BRIEF>
The line holding "Your task: detect every girl's face" and every line after it through the end of the entries below: retype these exactly and nothing more.

PROVIDED DATA Block Start

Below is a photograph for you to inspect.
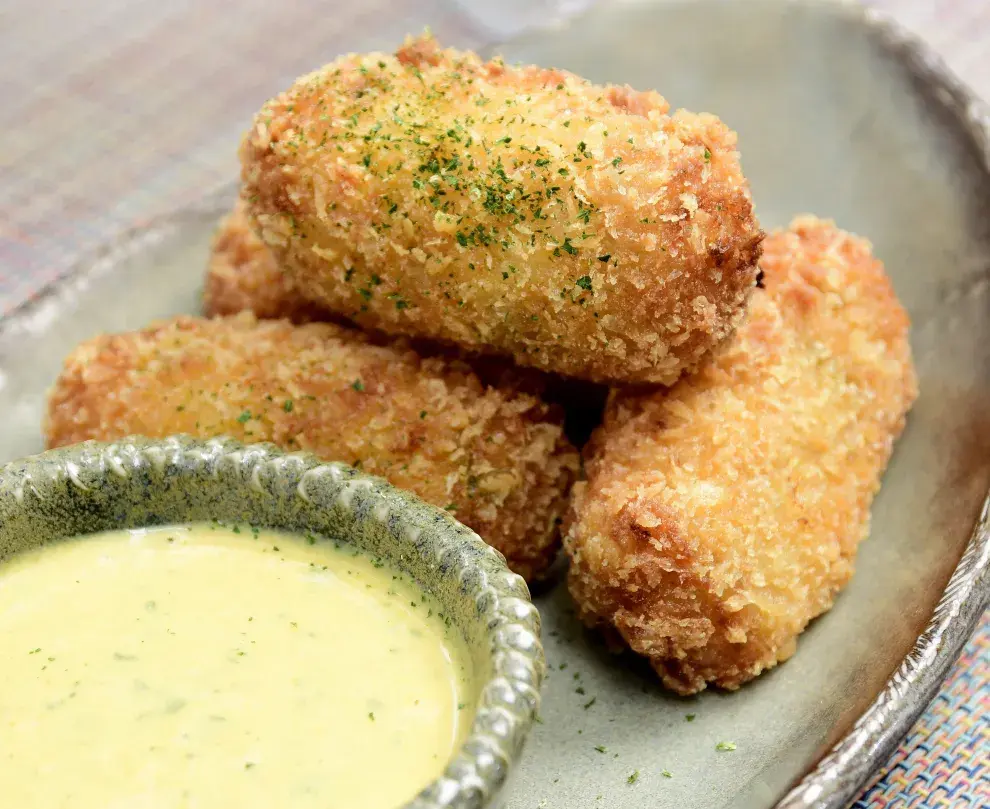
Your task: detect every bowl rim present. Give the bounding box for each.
[0,435,546,809]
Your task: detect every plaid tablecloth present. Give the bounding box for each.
[0,0,986,805]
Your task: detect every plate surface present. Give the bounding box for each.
[1,2,988,808]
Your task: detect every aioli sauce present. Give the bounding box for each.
[0,524,474,809]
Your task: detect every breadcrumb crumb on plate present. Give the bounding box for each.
[566,217,918,694]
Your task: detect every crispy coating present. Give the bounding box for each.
[240,34,763,385]
[202,199,609,443]
[565,217,918,694]
[44,314,580,581]
[203,198,327,323]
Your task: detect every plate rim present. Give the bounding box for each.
[3,3,989,806]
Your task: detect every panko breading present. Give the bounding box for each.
[202,200,609,444]
[240,34,763,385]
[203,198,327,323]
[44,314,580,582]
[565,217,918,694]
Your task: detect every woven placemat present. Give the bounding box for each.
[0,1,986,805]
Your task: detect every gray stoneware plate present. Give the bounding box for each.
[0,0,988,807]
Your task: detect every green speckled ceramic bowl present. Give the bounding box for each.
[0,435,545,809]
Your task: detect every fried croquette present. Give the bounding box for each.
[240,34,764,386]
[203,198,327,323]
[565,216,918,694]
[44,314,580,581]
[202,200,609,444]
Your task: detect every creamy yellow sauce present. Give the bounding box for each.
[0,524,474,809]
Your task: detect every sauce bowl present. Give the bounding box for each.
[0,435,545,809]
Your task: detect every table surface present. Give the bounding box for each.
[0,1,986,805]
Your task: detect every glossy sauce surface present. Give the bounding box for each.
[0,524,474,809]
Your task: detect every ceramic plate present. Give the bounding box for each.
[1,1,988,807]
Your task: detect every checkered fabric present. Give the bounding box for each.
[0,1,986,805]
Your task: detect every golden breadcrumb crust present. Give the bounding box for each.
[240,34,763,385]
[44,314,580,582]
[201,200,609,441]
[203,198,328,323]
[565,216,918,694]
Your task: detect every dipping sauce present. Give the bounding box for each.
[0,524,474,809]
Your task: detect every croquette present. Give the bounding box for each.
[240,34,763,385]
[44,314,580,582]
[202,201,609,443]
[203,198,327,323]
[565,216,918,694]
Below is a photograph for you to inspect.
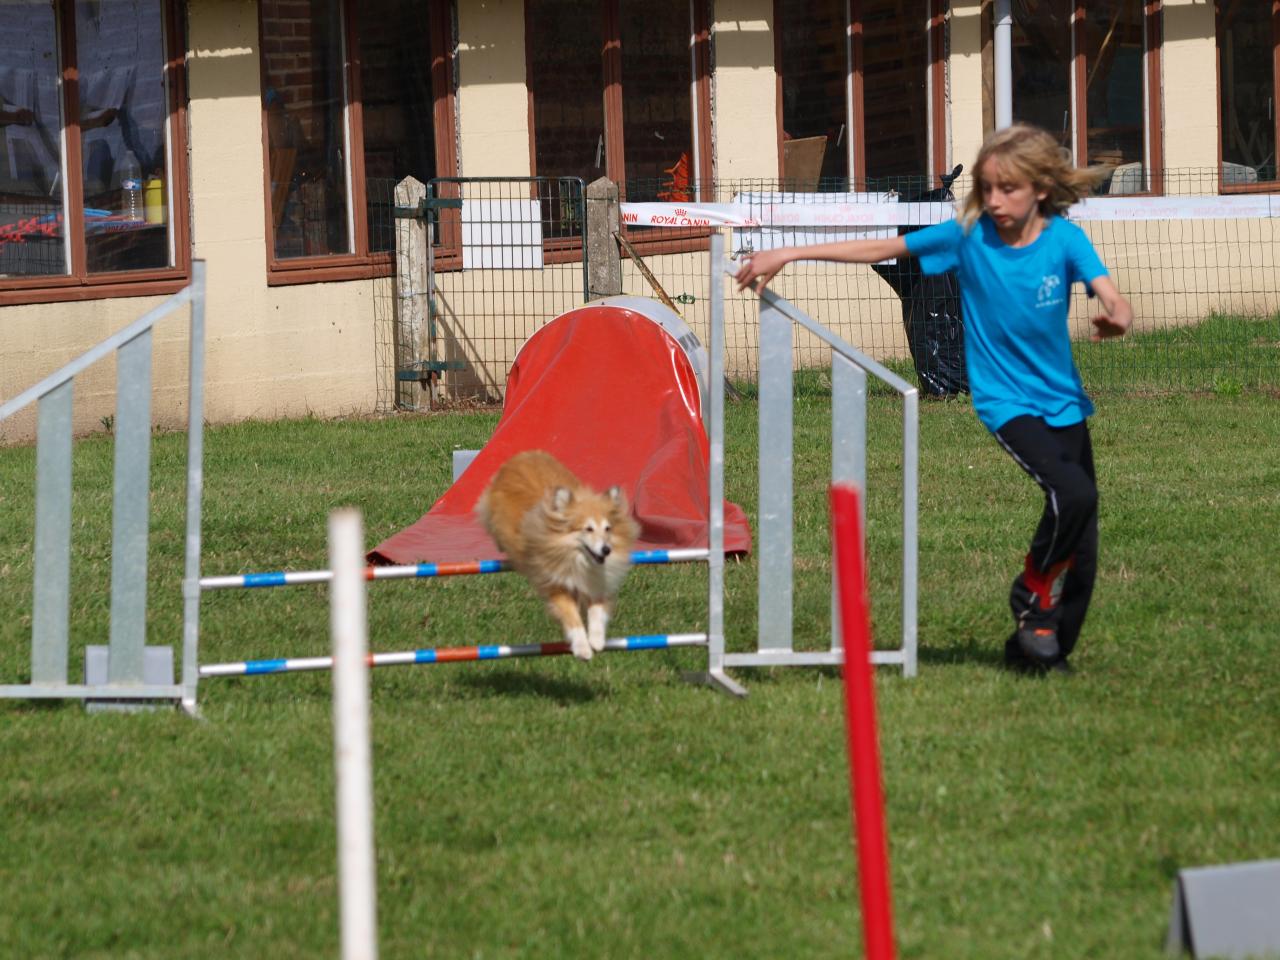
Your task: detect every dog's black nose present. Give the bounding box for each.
[600,544,611,557]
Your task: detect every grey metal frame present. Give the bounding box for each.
[0,262,207,713]
[703,236,918,687]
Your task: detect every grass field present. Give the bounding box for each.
[2,343,1279,957]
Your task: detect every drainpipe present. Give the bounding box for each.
[994,0,1013,130]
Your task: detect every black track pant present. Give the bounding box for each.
[992,416,1098,659]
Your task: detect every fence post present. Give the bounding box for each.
[394,175,428,409]
[585,176,622,299]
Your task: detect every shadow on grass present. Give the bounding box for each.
[2,699,77,716]
[454,668,602,705]
[916,637,1006,670]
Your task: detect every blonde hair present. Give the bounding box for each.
[959,123,1110,229]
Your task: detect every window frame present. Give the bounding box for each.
[1069,0,1165,195]
[0,0,192,307]
[524,0,714,259]
[1216,0,1280,194]
[259,0,459,286]
[992,0,1165,196]
[774,0,950,190]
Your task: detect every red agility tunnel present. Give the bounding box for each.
[369,297,752,565]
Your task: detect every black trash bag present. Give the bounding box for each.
[870,165,969,397]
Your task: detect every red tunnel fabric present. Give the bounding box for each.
[368,302,753,564]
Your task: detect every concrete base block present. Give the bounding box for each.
[452,449,479,481]
[83,644,174,713]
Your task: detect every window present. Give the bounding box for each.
[1008,0,1163,195]
[259,0,456,281]
[0,0,189,305]
[1218,1,1279,188]
[776,0,947,190]
[526,0,712,203]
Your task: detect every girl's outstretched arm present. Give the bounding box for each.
[1088,276,1134,341]
[733,235,912,293]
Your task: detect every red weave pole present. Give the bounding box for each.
[830,483,897,960]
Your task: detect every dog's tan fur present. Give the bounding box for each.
[477,450,640,660]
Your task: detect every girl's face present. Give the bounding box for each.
[979,156,1048,236]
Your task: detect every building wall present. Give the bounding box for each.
[456,0,531,177]
[711,0,778,181]
[1160,0,1219,171]
[0,0,1265,442]
[947,0,987,173]
[186,0,378,427]
[1,0,380,443]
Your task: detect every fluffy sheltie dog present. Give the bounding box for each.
[477,450,640,661]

PROVIDED DATA Block End

WRITTEN ANSWER>
Your task: detect every girl's face present. Give the bounding box for each.
[979,156,1048,236]
Your task: detect every building wall present. Give the bounding box for each.
[456,0,531,177]
[711,0,778,181]
[1160,0,1219,171]
[0,0,1265,442]
[947,0,987,173]
[186,0,378,427]
[1,0,380,443]
Your task: detect every fluffy sheltie dog present. Give the bounding box for each.
[477,450,640,661]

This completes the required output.